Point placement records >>
====

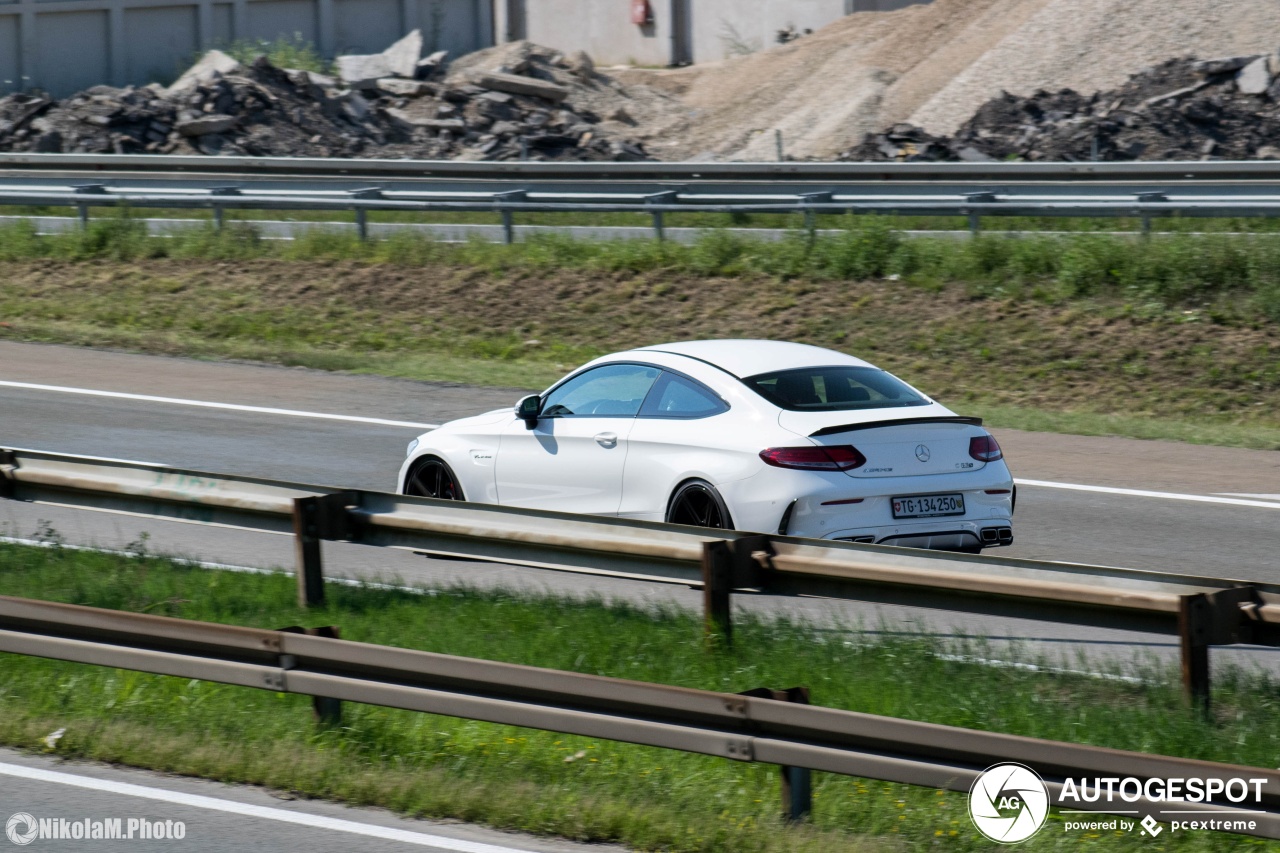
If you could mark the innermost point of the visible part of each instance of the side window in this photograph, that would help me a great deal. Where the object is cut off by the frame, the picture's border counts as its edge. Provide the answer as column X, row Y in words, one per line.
column 608, row 391
column 677, row 397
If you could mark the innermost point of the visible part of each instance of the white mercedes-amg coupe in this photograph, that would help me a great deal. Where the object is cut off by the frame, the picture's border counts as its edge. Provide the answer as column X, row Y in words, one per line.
column 746, row 434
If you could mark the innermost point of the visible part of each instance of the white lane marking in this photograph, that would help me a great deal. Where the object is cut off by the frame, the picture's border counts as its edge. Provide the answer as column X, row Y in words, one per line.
column 246, row 810
column 1168, row 496
column 202, row 404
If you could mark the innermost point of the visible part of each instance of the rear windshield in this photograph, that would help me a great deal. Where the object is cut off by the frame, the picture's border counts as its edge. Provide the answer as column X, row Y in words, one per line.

====

STATED GOAL >> Give the lines from the beginning through the one containing "column 677, row 397", both ends included, as a JSON list of strings with one string per line. Skip blank lines and leave the picture out.

CORRECT RESPONSE >>
[
  "If you could mark the innermost point of the visible part of each instance of the side window in this photograph, that would help me a great deal. Where the object is cut off by the frame, the picture's border counts as its edge. Provide the answer as column X, row Y in words, one per line.",
  "column 608, row 391",
  "column 677, row 397"
]